***** TEXTAUSZUG
# taz.de -- Tourismus auf dem Sinai: Traumhaft leere Strände
       
       > Nach dem Anschlag in Taba rät das Auswärtige Amt von Reisen ab. Die
       > touristischen Anlagen sind nur noch zu drei bis sieben Prozent
       > ausgelastet.
       
 (IMG) Bild: Dieses Touristenboot vor der Küste des Sinai ist zwar ziemlich leer, fährt aber immerhin noch.
       
       SINAI taz | „Vor Reisen in den Norden der Sinai-Halbinsel und das
       ägyptisch-israelische Grenzgebiet wird gewarnt. Dies gilt auch für den
       Badeort Taba.“ So lautet die neueste Reisewarnung des Auswärtigen Amts in
       Berlin für die ägyptische Sinai-Halbinsel. „Von Reisen in alle anderen
       Regionen der Sinai-Halbinsel wird dringend abgeraten, einstweilen auch in
       die Badeorte“, heißt es neuerdings dort weiter.
       
       Die Reisehinweise wurden nach dem Anschlag auf einen Touristenbus in Taba
       aktualisiert und verschärft. Am 16. 2. hatte sich dort ein
       Selbstmordattentäter vor einem Touristenbus in die Luft gejagt. Er selbst,
       drei koreanische Touristen und der ägyptische Fahrer kamen dabei ums Leben.
       
       20 Minuten südlich von Taba im Touristencamp Basata wirkt dieser Tage
       entgegen allen Warnungen alles friedlich und ruhig: zu ruhig. Vier Besucher
       aus Kairo sind gerade mal da und genießen die späten Nachmittagsstunden,
       als sich die umliegenden Berge am Golf von Aqaba und die saudische Küste in
       ein tiefes Rot tauchen.
       
       Manche behaupten, dass der Begriff „Rotes Meer“ auf diese Farbgebung
       zurückgeht. Früher musste man hier teilweise ein halbes Jahr im Voraus
       buchen, um noch einen Platz in den Strandhütten oder den Lehm-Bungalows zu
       ergattern.
       
       ## Erhebliche Einkommensverluste für die Beduinen
       
       “Heute sind wir, außer zu den ägyptischen Feiertagen, nur noch zu drei bis
       sieben Prozent ausgelastet“, sagt Aschraf, der in Basata am Empfang
       arbeitet. „Wenn wir zehn Prozent erreichen, fangen wir an zu feiern“,
       witzelt er. Schon vor dem Anschlag habe es kaum Besucher gegeben.
       
       Ein paar Kilometer weiter südlich im Rock Sea Camp, ebenfalls an einem
       besonders malerischen Teil der Küste gelegen, kommt der junge Beduine
       Abdallah auf seinem Kamel ins Lager geritten. Fast jeden Tag sei er früher
       mit Touristen und seinen Kamelen in den umliegenden Bergen auf Wandertouren
       gegangen, erzählt er. „Wir kamen heim und haben gleich wieder für den
       nächsten Tag gepackt“, erinnert er sich. „Wenn es heute gut läuft, dann
       reiten wir vielleicht zwei-, dreimal im Monat mit Touristen aus.“
       
       ## Die unsichtbare Grenze zwischen dem Norden und Süden ist verwischt
       
       In der Küche arbeitet Hussein, bereits seit sieben Jahren. Er kommt aus dem
       Nordsinai, jenem Streifen Land zwischen dem Mittelmeerort al-Arisch und
       Rafah, der Grenze zum Gazastreifen, der sich in den letzten Jahren in eine
       Art ägyptisches Somalia verwandelt hat. Jenseits staatlicher Kontrolle
       treiben dort kriminelle Gruppen und militante Islamisten ihr Unwesen. Die
       ägyptische Armee befindet sich in einem Kleinkrieg mit
       al-Qaida-inspirierten Gruppen, in den auch die gesamte Bevölkerung
       hineingezogen wird.
**********
***** DATENZEILEN
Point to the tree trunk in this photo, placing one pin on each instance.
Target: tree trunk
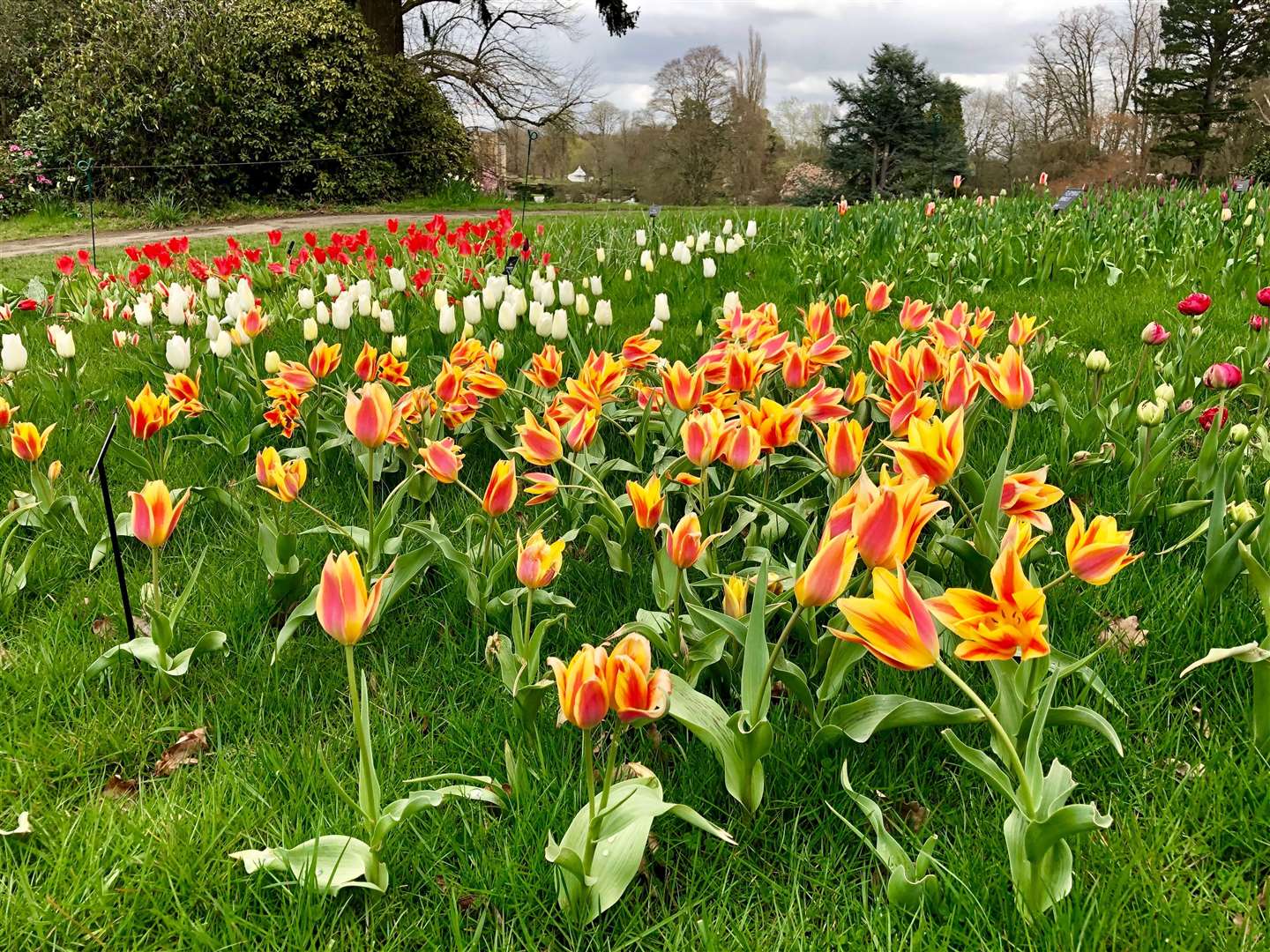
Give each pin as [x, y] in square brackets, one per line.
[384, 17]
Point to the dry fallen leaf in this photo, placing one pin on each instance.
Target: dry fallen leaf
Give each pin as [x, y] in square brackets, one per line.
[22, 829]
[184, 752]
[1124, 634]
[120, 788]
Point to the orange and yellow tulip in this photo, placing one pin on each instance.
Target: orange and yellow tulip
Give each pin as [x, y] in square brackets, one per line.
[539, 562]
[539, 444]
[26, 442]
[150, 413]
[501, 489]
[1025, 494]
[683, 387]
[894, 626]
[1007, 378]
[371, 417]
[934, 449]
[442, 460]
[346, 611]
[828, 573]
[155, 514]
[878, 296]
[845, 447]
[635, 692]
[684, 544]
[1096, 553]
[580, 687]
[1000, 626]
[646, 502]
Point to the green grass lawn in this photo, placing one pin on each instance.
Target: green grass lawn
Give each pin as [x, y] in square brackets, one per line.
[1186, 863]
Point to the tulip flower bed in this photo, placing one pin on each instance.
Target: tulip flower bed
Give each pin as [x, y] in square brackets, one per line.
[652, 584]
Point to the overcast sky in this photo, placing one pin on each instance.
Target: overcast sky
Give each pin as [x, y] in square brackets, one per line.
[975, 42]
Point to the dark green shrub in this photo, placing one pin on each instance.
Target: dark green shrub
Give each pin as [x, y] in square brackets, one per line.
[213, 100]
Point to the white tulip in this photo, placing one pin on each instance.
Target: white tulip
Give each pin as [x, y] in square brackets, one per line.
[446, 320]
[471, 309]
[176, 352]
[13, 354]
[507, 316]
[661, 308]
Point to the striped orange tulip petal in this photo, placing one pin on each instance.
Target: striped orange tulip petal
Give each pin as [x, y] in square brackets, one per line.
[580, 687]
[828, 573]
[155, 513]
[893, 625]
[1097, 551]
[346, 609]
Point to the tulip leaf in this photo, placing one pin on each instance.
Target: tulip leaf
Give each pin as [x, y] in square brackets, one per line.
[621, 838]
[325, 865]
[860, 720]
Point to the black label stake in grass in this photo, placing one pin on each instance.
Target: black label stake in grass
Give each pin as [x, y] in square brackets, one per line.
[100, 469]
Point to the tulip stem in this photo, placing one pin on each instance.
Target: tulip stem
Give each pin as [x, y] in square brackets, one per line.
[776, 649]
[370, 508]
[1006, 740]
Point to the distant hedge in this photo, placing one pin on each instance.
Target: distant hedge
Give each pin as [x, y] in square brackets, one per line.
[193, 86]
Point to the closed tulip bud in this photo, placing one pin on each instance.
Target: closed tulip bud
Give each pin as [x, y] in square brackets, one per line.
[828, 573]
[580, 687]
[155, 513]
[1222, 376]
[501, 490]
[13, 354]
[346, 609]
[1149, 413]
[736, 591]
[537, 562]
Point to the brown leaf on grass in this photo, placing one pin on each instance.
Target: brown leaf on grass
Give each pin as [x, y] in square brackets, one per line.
**********
__AUFGABENSTELLUNG__: Nennen Sie alle Personen, die im Artikel über den Tourismus auf dem Sinai mit ihrem Namen genannt werden.

__MUSTERLÖSUNG__: Aschraf, Abdallah, Hussein